Top of Records to process

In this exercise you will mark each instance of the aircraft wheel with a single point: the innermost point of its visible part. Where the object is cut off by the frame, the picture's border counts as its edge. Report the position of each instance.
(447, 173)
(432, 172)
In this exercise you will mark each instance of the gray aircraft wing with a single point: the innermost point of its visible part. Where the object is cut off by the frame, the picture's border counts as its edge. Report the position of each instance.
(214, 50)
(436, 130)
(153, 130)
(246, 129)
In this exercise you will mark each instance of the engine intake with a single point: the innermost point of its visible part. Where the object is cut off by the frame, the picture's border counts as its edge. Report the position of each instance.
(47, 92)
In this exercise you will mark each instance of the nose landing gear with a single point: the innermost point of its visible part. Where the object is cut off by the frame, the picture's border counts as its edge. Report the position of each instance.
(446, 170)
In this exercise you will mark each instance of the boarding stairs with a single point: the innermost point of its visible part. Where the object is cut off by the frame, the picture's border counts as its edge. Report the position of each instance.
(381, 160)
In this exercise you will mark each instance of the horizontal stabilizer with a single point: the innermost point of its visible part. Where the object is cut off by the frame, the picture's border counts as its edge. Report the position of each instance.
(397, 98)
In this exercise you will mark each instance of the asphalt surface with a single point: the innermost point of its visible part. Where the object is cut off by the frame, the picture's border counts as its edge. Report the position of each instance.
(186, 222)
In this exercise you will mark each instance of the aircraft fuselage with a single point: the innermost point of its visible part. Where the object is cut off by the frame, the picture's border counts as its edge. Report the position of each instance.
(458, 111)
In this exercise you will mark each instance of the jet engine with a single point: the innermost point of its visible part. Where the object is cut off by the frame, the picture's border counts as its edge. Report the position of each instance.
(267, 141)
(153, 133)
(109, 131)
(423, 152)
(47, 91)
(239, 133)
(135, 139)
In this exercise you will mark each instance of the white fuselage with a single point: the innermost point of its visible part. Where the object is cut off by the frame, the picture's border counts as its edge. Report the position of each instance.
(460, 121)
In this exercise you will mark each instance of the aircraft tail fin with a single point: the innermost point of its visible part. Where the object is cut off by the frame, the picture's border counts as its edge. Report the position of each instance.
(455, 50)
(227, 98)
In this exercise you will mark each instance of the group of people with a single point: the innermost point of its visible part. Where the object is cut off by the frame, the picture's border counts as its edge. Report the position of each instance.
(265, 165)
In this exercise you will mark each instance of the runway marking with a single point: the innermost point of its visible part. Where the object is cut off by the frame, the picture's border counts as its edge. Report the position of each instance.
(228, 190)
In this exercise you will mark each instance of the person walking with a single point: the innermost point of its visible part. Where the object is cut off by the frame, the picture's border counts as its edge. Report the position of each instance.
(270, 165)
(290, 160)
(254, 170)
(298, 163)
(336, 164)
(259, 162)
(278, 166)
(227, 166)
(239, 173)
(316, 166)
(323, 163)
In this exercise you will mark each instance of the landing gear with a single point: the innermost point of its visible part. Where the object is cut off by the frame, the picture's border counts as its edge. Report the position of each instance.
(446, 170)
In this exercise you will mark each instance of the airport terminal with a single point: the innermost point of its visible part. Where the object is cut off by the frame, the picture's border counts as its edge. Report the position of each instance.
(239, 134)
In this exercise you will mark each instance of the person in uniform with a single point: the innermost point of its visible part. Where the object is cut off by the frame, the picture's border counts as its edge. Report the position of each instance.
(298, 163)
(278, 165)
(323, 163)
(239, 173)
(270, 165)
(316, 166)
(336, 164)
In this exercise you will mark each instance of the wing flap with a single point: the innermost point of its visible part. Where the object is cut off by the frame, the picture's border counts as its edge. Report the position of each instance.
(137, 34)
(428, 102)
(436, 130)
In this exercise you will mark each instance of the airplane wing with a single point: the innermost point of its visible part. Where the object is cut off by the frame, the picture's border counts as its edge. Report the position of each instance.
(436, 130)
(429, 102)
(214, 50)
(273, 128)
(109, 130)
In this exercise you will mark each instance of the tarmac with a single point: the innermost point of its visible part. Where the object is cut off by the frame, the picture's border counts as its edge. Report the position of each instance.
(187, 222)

Bottom of Records to process

Your instructions: Print all of the records, leaving each one exactly as it appears above.

Your solution:
In this exercise you will mark each instance of the aircraft wheel with a single point: the innermost point of its visible part. Where the object is cut off by the frame, the picture's border counts as its edge. Report the position of each instance.
(447, 173)
(432, 172)
In this exercise you will mark each instance of the gray aircraft wing with a single point: the innermost point of its visible part. Where the object is cut off by the frame, the picture's border counts as its edge. Report the position of each instance.
(214, 50)
(436, 130)
(153, 130)
(246, 129)
In this exercise you will mark each instance of the engine intake with a single point: the innermost point of its visible part. Where the object is cut off by the frame, the picture's border counts as its edge. Report the position of each instance.
(47, 92)
In this exercise you will mark each instance of the nose landing gear with a single point: the innermost point of its visible part. Where the object is cut off by the frame, the picture's border counts as its edge. Report the position of each instance.
(446, 170)
In this exercise you will mark each instance of the boarding stairs with a single point: the innermost point of its visible part. Where the object is cut off by the frame, the picture's border counts as its edge. Report the position of each instance.
(381, 160)
In this exercise you will mark each instance of the horizontal stabilizer with a single point: the innermost point of its visible part. Where the object is cut off by the frame, the picture's border counts as its edge. Report the position of each instance.
(397, 98)
In this exercise you will mark each instance of the asphalt surface with a single point: the innermost point of its visible part. Where the object is cut off by the frame, the picture's border counts as its edge. Report the position of each instance.
(186, 222)
In this exercise you will mark each instance of the aircraft fuselage with a single point: the innermost point of its visible part. Where the object is cut off by the frame, the picture's border counts as its edge. Report the position of each instance.
(458, 111)
In this exercise you will mark each instance of the jet engine with a single point: the innermost point of its visible part. Where the object is cut off by the frame, the picture's border counts as its edge. Report the position of each instance.
(267, 141)
(153, 133)
(109, 131)
(423, 152)
(47, 91)
(239, 133)
(135, 139)
In this exercise you will mark each instance of the white fuselage with a single point: the innermost point of its visible part. Where the object is cut off by the frame, the picture's border counts as its edge. Report the position of each instance.
(460, 121)
In this exercise you will mark each instance of the aircraft tail fin with a single point: the innermost point of its visible part. Where the object is cut off by the frame, the picture's border counts as its edge. Report the position of each instance.
(455, 50)
(227, 98)
In this exercise you will mark each instance of the group of people with a single point: the innermost point of its visible part. Where the object is cut off by the frame, the picture's border counts as its edge. Report the position of each instance.
(265, 165)
In this exercise you will mark each instance of the runway marking with a single point: the innermost point of its visible part. Where the object is cut off by the frame, the picture's border counts as its edge. Report the position of each instance.
(228, 190)
In this exercise you will mark each instance of the person walking with a single point: the innermost point of its visible part. Where the object is cut off by the frame, the picture's border counts as its edge. Report the position of each instance.
(270, 165)
(290, 160)
(254, 170)
(298, 163)
(336, 164)
(259, 162)
(278, 166)
(227, 166)
(239, 173)
(316, 166)
(323, 163)
In this exercise you will mark each instance of the landing gear with a single point: the innermost point of its visible part. Where the object is cut off by the frame, the picture's border counts as its edge. Report the position of each instance.
(446, 170)
In this exercise you will mark each instance of the airport terminal with a single point: the innermost point of its visible part. Where the object is cut off by the frame, the picture's border counts as its edge. Report the position of each instance.
(239, 134)
In this exercise you will mark each instance of the person in uniform with a single point: the innermost point of its visible part. Where the object is cut off by the frame, the picture's border counts as its edge. Report the position of each instance.
(298, 163)
(278, 165)
(323, 163)
(239, 173)
(270, 165)
(316, 166)
(336, 164)
In this exercise you will mark each instance of the wing flap with a single point: the innermost point of its visible part. Where the object is cut off by the frame, the picture's border counts as its edge. Report the position of each instance.
(137, 34)
(428, 102)
(436, 130)
In this exercise you will mark each instance of the airplane wing with a single point: the innermost point of its visible part. Where the object is cut off by the frame, the picture's border counts as its edge. Report the position of each instance.
(436, 130)
(429, 102)
(214, 50)
(273, 128)
(109, 130)
In this exercise you will mark each instance of the tarmac with a single point: the innermost point of its visible part. Where the object is cut off by the frame, the picture's border counts as its edge. Report the position of each instance.
(187, 222)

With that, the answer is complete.